Supplied text ::
To: Hiram Walker who wrote (3663)5/11/1999 8:56:00 PM
From: Kenneth E. Phillipps  Read Replies (1) | Respond to of 12823
 
A Wireless portal in your future? Microsoft and Nextel
apparently think so.

zdnet.com




To: Hiram Walker who wrote (3663)5/12/1999 1:44:00 AM
From: Frank A. Coluccio  Read Replies (1) | Respond to of 12823
 
Hiram, I'm in a writative mood this evening, so don't take the following
run on of thoughts as anything other than a sounding board exercise. And
hopefully, an attempt to answer your questions, if you can get past the
bull. Also, this post has a secondary purpose associated with some
friends' needs on another board. I'm looking to go through the gauntlet on
this one, for the learning experience. Denver Techie, you hearing this?

Warning, there are no gaurantees here, so read on at your own peril ;-)
----

Your question interested me, since I'm only getting back into the cable
techs now for the first time since it was something else entirely, just a
couple of years ago. I've been following Denver's lead on many of the
hard issues, along with many of Dave H's on the soft issues (hey guys,
nothing personal there), and I'm only recently beginning to put some
back into this thing again. I guess the ILECs were not the only ones
shaken by all of the recent news surrounding thr progress being made by
the MSOs and their cable deployments.
----

Let me address your points out of sequence, if I may. You asked a
question that makes some common assumptions, but IMO those
assumptions are based on some principles that exist purely in the realm of
theoretical, statistical depiction. For example:

"... what are the chances that all 125 subs are on at the same time, and
receiving information simultaneously?

These kinds of exercises have a place in engineering for their theoretical
qualities, in order to characterize the steady state of a system, for bench
marking purposes, but they are not realistic and have little place when
assessing real world contention issues.

I believe this to be so, in part because they assume that users are actually
sharing a line at some point, or that all users are sharing the same line at
the same time, in a synchronized manner. Which, in itself, would be a
myth, even if it were unsynchronized, because it's a physical impossibility
to do, the way things are currently engineered.

Explanation: On today's HFC systems, head end buffers are the media
that are used for governing flows and sharing, not the line itself, with the
exception of the limitation it presents. The channels on most downstream
system paths, unless multiple 6 MHz channels are already being used (and
even then they would be considered separate paths), can only manage the
transport of one user's payload at a time. Multiple users, in turn, are
managed in a serial fashion, or on windowed interrupts, but serially,
nonetheless. That is, they travel one at a time.

Perhaps in the upstream direction, over separate sub-channels, the line
could be said to share, but even in that situation they are separated by
space (separate channels are used). More often than not there are several
channels sharing the burden in the upstream direction, although they utilize
less spectrum and operate at lower line speeds than the 6 MHz
downstream channel operating at 10, 27 or 38 Mb/s, or higher.

Given exercise A ::
Rewrite the paragraph of the forum post above that begins "Explanation: On today's HFC systems" as a short bulleted list that keeps its main facts.

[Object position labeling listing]
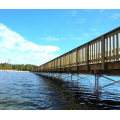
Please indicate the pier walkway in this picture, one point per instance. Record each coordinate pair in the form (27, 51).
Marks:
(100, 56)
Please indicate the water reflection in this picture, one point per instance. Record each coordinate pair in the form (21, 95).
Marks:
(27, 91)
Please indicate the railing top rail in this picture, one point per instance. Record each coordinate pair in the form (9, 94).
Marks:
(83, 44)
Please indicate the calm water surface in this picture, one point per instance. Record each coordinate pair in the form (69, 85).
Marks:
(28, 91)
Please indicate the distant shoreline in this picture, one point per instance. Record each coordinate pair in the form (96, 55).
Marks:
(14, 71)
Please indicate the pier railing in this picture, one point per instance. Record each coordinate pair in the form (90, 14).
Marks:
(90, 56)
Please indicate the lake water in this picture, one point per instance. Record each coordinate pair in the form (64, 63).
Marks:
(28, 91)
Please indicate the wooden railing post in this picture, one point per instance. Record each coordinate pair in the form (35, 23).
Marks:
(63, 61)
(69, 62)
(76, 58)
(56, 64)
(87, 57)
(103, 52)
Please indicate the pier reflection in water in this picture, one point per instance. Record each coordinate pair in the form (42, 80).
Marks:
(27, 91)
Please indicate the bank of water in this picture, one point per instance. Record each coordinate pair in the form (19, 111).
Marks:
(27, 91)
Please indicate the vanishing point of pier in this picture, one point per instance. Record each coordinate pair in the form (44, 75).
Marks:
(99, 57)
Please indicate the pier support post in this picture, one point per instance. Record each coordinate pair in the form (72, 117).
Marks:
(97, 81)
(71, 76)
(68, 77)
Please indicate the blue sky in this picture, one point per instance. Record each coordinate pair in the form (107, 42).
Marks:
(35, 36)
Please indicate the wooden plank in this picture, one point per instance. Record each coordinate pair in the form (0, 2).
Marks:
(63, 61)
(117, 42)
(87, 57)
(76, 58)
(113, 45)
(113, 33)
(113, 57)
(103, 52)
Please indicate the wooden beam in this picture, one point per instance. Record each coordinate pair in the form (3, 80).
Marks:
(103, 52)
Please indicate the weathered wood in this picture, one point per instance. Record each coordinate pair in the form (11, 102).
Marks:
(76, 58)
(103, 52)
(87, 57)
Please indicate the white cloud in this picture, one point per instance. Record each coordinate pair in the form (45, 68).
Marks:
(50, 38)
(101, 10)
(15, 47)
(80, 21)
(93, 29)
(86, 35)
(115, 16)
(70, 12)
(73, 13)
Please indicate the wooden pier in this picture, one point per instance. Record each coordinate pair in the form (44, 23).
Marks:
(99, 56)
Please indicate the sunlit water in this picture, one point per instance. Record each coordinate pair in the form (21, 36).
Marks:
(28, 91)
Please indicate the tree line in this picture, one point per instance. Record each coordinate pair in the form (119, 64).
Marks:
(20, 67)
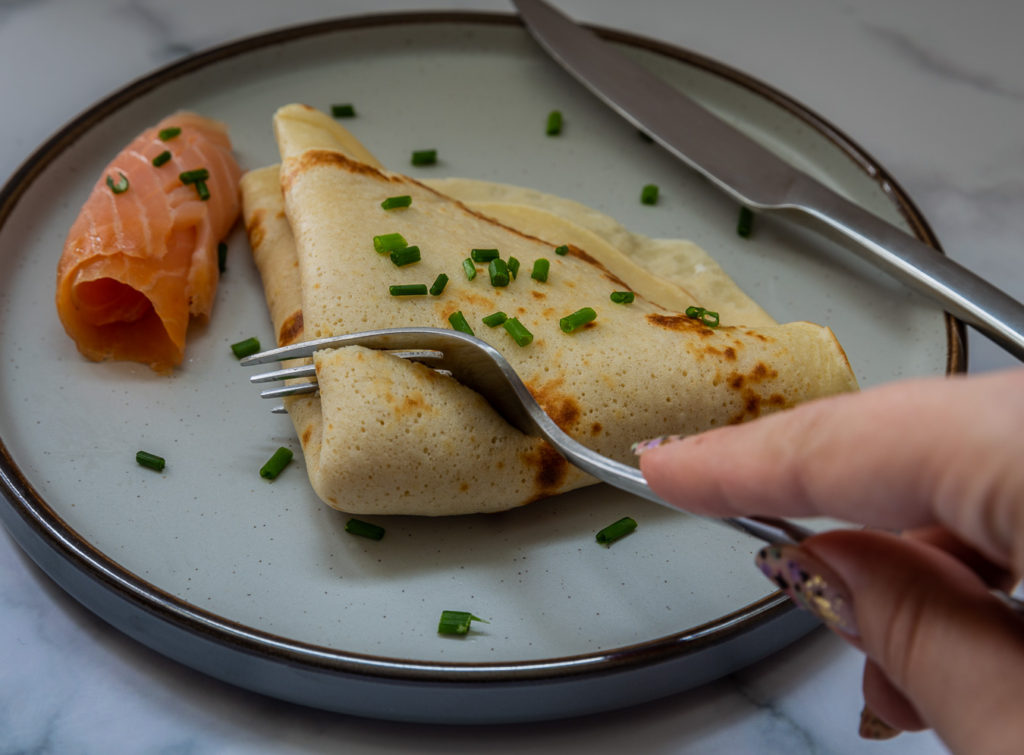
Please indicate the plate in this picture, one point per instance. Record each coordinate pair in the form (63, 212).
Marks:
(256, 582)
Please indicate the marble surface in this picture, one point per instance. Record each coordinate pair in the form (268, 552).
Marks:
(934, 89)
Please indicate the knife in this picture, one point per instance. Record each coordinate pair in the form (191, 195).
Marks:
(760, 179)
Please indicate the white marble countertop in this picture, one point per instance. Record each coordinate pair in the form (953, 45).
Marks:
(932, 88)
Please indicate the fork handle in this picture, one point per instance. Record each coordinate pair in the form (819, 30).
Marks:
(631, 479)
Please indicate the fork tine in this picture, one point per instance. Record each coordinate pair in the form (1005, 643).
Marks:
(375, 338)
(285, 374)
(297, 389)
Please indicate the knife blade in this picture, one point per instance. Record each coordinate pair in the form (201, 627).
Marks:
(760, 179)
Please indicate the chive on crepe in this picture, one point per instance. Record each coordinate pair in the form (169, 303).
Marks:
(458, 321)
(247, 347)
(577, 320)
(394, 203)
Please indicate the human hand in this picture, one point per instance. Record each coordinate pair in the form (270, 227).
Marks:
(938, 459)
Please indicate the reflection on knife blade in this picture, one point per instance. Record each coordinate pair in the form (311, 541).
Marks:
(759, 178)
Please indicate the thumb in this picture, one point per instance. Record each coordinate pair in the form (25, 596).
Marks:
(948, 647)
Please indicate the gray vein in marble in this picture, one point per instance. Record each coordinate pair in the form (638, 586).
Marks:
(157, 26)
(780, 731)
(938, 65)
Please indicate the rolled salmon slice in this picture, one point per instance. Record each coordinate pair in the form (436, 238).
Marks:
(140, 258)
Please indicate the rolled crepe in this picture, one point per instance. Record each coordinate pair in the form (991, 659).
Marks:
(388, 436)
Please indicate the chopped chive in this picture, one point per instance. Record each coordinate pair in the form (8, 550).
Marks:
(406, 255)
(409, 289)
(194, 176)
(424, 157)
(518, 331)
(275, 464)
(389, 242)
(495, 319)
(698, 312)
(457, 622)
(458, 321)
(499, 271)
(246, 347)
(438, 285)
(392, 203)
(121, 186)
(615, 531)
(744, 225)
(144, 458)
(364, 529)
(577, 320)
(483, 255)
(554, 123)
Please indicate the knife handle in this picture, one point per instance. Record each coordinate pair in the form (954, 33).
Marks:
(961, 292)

Given exercise B ::
Rescale the object position labeling listing from the line containing "Please indicate the human" through the end of the listing. Repeat those lines, requests included, with each coordinate in the marks multiplied by 2.35 and rounded to a whole number, halves up, and leave the sample pairs in the requests unchanged; give only those lines.

Final answer A ::
- On today's HFC systems, head end buffers govern flows and sharing. The line itself does not, except for the limitation it presents.
- Most downstream channels can carry only one user's payload at a time. The exception is where multiple 6 MHz channels are already in use, and even then they count as separate paths.
- Multiple users are handled serially or on windowed interrupts. Either way, they travel one at a time.

Final answer B ::
Please indicate the human hand in this picture, one point per instance. Record each coordinate pair in the form (270, 227).
Marks:
(2204, 1079)
Please indicate the reflection on knife blade in this picture, one point per instance. Record each coordinate pair in the form (311, 541).
Marks:
(1784, 418)
Please indicate the thumb in this picture, one point per instance. Record each coordinate pair in the form (25, 596).
Marks:
(2228, 1520)
Please indicate the gray vein in marble in this picture, one point per instance. Record each coordinate pair in the form (638, 586).
Marks:
(369, 61)
(1833, 1718)
(2204, 153)
Please indicate the rolled salmon slice in this picture, one point per instance. Record each coordinate pair in the form (436, 238).
Marks:
(329, 606)
Please indicate the rolled crepe in this picture, one point per instance. Record each coordinate pair in the form (991, 659).
Marks:
(912, 1025)
Please indicate the chopped chive in this picture, one point per instance. Record each coordinate pair in the form (8, 550).
Marks:
(954, 599)
(961, 679)
(456, 414)
(996, 369)
(1217, 778)
(646, 1090)
(914, 569)
(1163, 750)
(1640, 733)
(1074, 1462)
(1076, 754)
(1173, 637)
(578, 815)
(1029, 670)
(921, 477)
(284, 437)
(1445, 1248)
(1748, 529)
(338, 1076)
(855, 1243)
(1356, 752)
(1135, 599)
(1302, 289)
Please indicate the knife handle in this picture, one point per instance. Record each coordinate pair in the form (954, 33).
Marks:
(2258, 686)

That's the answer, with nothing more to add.